* [TEXTE FOURNI]
◇ ◇ ◇ ◇ ◇

La chapelle Saint-Jean de Campénéac - II
L’hypothèse templière en question
Depuis 1960, des auteurs affirment que la chapelle Saint-Jean de Campénéac a été fondée par l’Ordre des Templiers et a par la suite été une possession des Hospitaliers de Saint-Jean de Jérusalem. Aucun argument ne permet de prouver cette affirmation.
L’histoire de Saint-Jean est documentée depuis le 15e siècle. Saint-Jean de l’Ermitage en Campénéac est mentionné pour la première fois en 1467 en tant que dépendance de l’abbaye Saint-Jacques de Montfort. La métairie et sa chapelle sont aliénées aux seigneurs de Trécesson en 1568. Reconstruite au 17e siècle, la chapelle est achetée par Nicolas Bourelle de Sivry en 1793, puis utilisée comme grange au cours du 19e siècle. Classée monument historique en 1946, la chapelle et son ancienne métairie sont aujourd’hui propriété privée interdite au public.

◇ ◇ ◇ ◇ ◇

* [DONNÉES FOURNIES]
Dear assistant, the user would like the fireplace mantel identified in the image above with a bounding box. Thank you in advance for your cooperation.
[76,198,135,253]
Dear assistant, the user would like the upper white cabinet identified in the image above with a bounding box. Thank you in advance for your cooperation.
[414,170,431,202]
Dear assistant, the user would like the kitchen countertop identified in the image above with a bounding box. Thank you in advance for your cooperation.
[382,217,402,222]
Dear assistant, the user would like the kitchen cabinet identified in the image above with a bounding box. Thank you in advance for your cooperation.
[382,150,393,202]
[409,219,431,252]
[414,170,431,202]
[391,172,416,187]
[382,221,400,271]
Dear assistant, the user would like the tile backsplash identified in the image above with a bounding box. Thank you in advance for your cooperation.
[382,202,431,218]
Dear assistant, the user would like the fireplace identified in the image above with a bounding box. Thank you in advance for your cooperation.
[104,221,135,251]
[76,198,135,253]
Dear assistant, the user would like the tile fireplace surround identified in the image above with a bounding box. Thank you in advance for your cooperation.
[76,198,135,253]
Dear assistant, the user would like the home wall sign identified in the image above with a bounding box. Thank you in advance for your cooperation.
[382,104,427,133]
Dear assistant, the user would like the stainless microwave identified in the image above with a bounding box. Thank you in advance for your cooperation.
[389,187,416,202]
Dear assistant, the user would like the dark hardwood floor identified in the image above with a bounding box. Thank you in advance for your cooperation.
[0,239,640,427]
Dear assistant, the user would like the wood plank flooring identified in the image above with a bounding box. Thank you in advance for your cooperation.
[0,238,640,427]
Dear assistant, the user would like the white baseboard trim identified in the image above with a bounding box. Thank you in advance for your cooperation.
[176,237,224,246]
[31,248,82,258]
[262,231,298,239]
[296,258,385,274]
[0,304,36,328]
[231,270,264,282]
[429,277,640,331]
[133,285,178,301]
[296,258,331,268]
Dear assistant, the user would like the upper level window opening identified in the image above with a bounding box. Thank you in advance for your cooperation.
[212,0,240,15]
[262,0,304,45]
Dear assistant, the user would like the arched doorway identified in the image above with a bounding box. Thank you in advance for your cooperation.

◇ ◇ ◇ ◇ ◇

* [CONSIGNES À SUIVRE]
[A] Quelles années précises le texte sur la chapelle Saint-Jean de Campénéac mentionne-t-il ?
[B] Prolongez le texte sur la chapelle Saint-Jean de Campénéac à partir de sa dernière phrase.
Les lignes de données constituent un contenu distinct du texte sur la chapelle Saint-Jean de Campénéac.

* [RÉPONSES]
[A] 1960, 1467, 1568, 1793 et 1946.

[B]
1960-2024 — Une chapelle dite templière
Depuis les années 1960 et malgré l’absence de preuves, de nombreux auteurs - parmi lesquels les Monuments historiques - mentionnent la chapelle Saint-Jean comme étant d’origine templière.
Chapelle qui remonterait au 13e siècle, fondée par les Templiers. En 1312, leurs biens furent attribués aux religieux de l’ordre Hospitalier de Saint-Jean de Jérusalem.
Cet article a pour objet d’examiner les preuves historiques et les arguments utilisés par ces auteurs pour justifier la présence de l’Ordre des Templiers ou de celui des Hospitaliers de Saint-Jean de Jérusalem à la chapelle Saint-Jean de Campénéac.
L’examen des preuves historiques
Le site Templier.net, dédié à la présence templière en France, mentionne une chapelle d’origine templière
à Saint-Jean de Campénéac.
Deux références bibliographiques sont indiquées pour étayer cette présence. La première est une référence au site des Monuments historiques - mentionné ci-dessus - qui ne produit lui-même aucune référence bibliographique. La seconde renvoie à la charte de Conan IV sur les biens attribués aux Templiers.
[...] les Templiers étaient présents à Campénéac, [...] cette localité donc cette chapelle est citée dans la charte de Conan IV sur les biens attribués aux Templiers.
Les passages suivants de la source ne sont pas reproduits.